* TASK PROMPT
In the text on biweekly pay, why is a salaried employee's salary divided by 26? Answer in one to three sentences.

==== SELECTED TEXT ====

You may wonder if biweekly pay schedules are appropriate for both hourly and salaried employees. Most payroll and HR experts would agree that biweekly pay is a great choice for salaried employees. Opinions may differ on whether biweekly is suitable for hourly employees.
Some experts argue that weekly pay schedules help hourly employees better track how much overtime they worked in a week. These experts might also say that weekly pay is better for low-wage employees, as low wages paid biweekly can prove burdensome to one’s cash flow. With weekly access to cash, low-wage employees may have an easier time paying bills and thus avoid harsh late-payment penalties.
However, other experts would say that biweekly pay schedules should still be your go-to for your hourly employees because it’s easier for your business to track.
How do you calculate biweekly pay for hourly and salaried employees?
Biweekly pay calculations are typically easy for both hourly and salaried employees. Even if they were difficult, your payroll software would automate them for you. Follow these steps to calculate biweekly pay for hourly employees:
- Pull the employee’s total hours worked during the biweekly pay period from your timesheets or timeclock.
- Make sure to incorporate any paid vacation hours or other paid time off.
- Add this time to your employee’s hours worked during the pay period.
- Multiply this sum by the employee’s hourly wage.
- The result is your employee’s gross wages for the period. Make sure to deduct any withholdings to arrive at the employee’s net wages. This number is what you’ll ultimately pay the employee.
How do you calculate biweekly pay for salaried employees?
Follow these three steps to calculate biweekly pay for salaried employees:
- Check your payroll software to confirm the employee’s salary.
- Since there are 26 biweekly pay periods in a year, divide this salary by 26.
- The result is the employee’s gross wages for this paycheck. After deductions, you’ll be left with net pay, which is what you actually pay.
Tip: Visit our reviews of the best payroll software to learn more about how payroll software can streamline your biweekly pay calculations. You can also learn about one of the best services in our ADP payroll review.
Which industries and business sizes use which pay schedules?
The U.S. Bureau of Labor Statistics (BLS) found that, as of February 2020, 43% of businesses paid their employees biweekly. This figure makes biweekly pay the most popular option across all industries.

==== DATA LISTING ====

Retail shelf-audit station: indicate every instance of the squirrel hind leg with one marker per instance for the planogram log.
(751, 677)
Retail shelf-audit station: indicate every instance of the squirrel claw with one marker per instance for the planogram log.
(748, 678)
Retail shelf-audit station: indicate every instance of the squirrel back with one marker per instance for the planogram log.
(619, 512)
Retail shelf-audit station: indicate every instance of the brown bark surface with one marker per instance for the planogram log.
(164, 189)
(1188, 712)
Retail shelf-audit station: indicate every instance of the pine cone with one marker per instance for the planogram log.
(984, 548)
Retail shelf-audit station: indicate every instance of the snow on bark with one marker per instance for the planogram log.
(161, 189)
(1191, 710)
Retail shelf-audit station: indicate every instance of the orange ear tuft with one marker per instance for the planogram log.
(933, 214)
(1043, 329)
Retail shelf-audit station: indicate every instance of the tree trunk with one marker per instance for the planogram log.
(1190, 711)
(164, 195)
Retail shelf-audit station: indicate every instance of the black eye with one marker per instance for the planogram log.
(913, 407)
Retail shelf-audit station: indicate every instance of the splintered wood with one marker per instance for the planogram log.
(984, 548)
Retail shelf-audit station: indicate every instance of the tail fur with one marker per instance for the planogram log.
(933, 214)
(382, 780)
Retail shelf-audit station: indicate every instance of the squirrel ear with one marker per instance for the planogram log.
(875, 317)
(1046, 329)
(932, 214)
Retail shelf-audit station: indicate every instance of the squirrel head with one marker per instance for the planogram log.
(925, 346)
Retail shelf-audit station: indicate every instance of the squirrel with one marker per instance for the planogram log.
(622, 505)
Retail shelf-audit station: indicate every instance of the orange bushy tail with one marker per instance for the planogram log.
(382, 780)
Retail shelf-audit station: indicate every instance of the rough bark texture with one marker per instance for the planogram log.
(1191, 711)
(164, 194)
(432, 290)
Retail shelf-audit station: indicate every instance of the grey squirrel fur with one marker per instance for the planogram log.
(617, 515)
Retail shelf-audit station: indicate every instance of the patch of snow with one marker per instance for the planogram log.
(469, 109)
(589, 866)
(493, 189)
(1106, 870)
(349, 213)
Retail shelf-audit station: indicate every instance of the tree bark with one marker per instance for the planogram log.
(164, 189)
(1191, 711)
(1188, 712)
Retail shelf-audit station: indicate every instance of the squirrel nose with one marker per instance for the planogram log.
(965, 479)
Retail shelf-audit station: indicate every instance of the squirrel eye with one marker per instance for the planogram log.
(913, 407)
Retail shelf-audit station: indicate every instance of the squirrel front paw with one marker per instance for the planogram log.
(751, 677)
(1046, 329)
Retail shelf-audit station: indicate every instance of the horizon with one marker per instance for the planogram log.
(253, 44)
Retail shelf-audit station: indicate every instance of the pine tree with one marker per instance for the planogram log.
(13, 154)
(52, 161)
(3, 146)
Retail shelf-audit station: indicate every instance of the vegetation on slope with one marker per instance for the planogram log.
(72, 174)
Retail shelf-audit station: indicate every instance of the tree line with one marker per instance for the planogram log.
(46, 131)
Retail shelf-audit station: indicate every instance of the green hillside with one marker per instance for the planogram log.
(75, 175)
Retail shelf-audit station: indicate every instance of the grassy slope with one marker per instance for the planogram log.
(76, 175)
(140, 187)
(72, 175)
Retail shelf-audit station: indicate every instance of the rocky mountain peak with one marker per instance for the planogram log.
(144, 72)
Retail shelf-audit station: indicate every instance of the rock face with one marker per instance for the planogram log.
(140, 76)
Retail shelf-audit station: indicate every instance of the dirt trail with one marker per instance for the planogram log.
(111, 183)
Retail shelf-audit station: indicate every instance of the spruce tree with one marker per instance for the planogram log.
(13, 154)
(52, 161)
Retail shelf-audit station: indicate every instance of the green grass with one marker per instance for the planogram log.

====

* CORRECT RESPONSE
The salary is divided by 26 because there are 26 biweekly pay periods in a year. The result is the employee's gross wages for one paycheck.